[[ Text under study open ]]
Tuesday, September 04, 2012
on sunday, she wear like uee... so hot... nose bleed la... wle... dont so hot can anot, the moment she dress so elegant... i gg liao lo... i just cant take my eyes away... lol... ok la... i dunno why i typing this... so bo liao... bb
Nelvin Blogged @ 1:28 AM
Saturday, August 25, 2012
lovelife clip was so impactful that it makes me think back when i lying at the bed in ttsh... those words that cant be describe, and how people who doesnt show they care, cares for you. or people shocked to see how strong i was, now in icu... life is so sudden at times, just cherish the days, live your dreams... so, this time round, i shall go for my diving, and por... cannot waste any opportunity liao.
however, i wasted one just now... so close... so much hope... i miss it... i wasted it... i ache it...
my heart just ache when i drove further away... WhY
it was prompting me to u turn, ut i didnt... i escape... i run away...
[[ Text under study closed ]]
[[ Given entries open ]]
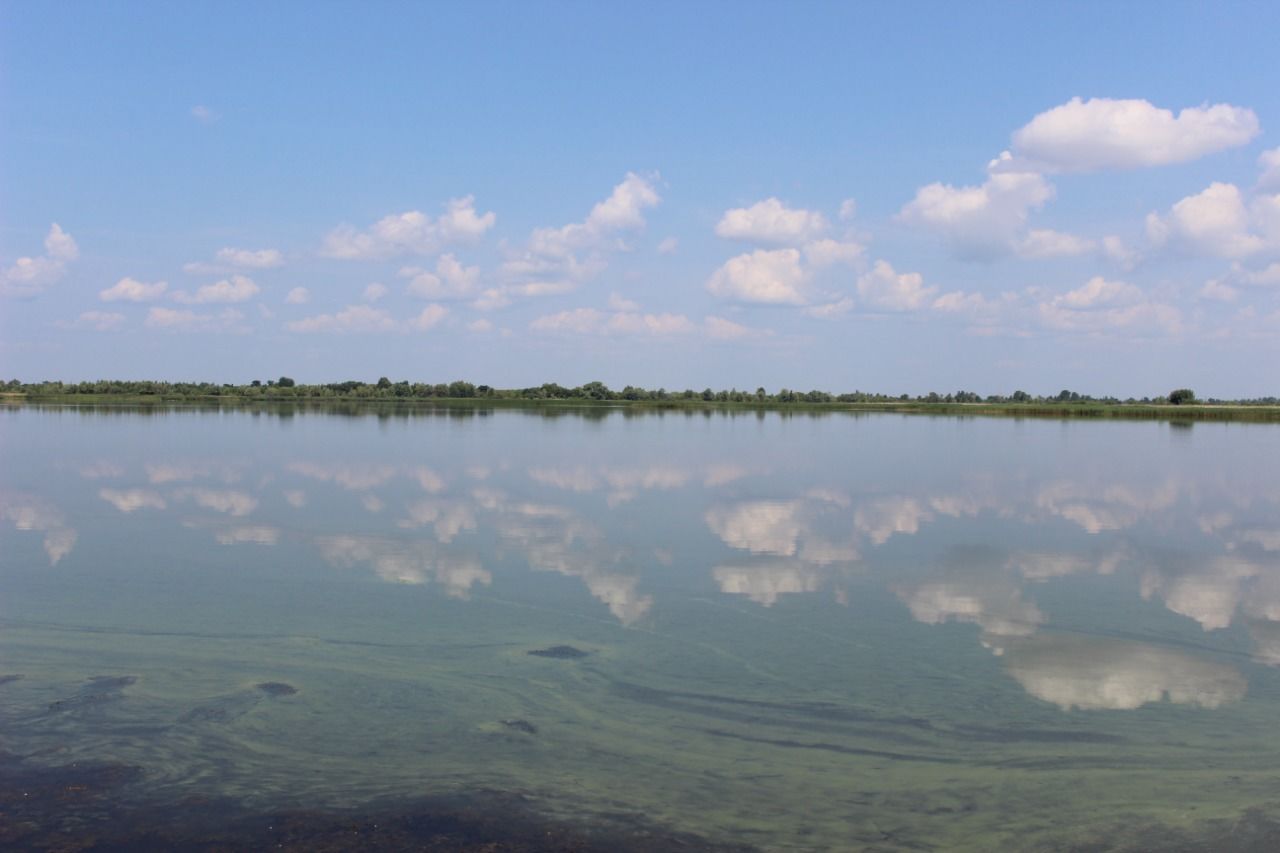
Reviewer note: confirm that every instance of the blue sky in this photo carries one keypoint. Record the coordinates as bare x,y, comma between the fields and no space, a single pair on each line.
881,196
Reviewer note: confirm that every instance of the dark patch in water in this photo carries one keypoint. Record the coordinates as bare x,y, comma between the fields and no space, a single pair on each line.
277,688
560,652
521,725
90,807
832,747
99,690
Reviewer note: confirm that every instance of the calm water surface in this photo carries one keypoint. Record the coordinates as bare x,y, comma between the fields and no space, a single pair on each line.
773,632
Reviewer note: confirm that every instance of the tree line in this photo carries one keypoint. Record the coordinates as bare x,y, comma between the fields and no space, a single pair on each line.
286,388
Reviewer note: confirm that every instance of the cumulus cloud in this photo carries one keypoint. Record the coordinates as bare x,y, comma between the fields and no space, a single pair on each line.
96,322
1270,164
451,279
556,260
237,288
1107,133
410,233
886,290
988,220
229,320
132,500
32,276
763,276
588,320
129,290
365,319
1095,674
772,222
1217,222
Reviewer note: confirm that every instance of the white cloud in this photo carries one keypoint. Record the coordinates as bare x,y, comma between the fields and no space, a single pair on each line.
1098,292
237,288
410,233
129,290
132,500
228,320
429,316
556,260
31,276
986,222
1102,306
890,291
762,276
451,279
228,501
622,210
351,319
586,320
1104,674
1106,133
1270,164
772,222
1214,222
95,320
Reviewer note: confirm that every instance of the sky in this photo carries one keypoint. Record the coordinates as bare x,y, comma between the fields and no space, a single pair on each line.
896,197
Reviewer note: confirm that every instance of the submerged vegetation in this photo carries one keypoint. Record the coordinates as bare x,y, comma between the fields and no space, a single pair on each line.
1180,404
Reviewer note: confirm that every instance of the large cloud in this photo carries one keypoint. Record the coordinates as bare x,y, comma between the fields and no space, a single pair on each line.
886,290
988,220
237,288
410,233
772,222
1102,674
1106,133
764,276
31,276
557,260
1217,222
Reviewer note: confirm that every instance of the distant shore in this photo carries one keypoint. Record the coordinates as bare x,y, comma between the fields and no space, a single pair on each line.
[[ Given entries closed ]]
▶ Work to complete
Extend the blog text about the missed chance and the hospital stay, picking up right after its last line.

▶ Response below
same as what cg lesson, and jonah lesson... why...
haiz...
i better go sleep liao... tml exercise and work...
Nelvin Blogged @ 12:30 AM
ok. she wore a nice dress today...
went cycling n kite flying... nice... but some idiot scratch my car... shiiiban la... haha
ok... went salted, accidently call her... i quickly msg her say press wrongly. wats wrong with me sia... dumbarse.... lol
oh well... sibei bo ji... wat a fool... oh well...
monday again... sian1.2
tata
Nelvin Blogged @ 12:25 AM
Saturday, August 11, 2012
currently i am station outside bishan mrt, in a car looking at nothing, and decided to blog once again. whether is there reader or not, it doesn't matter. what matters is that i can remember how i feel, i how i think, and why i cant say to anyone but to type it out. lol...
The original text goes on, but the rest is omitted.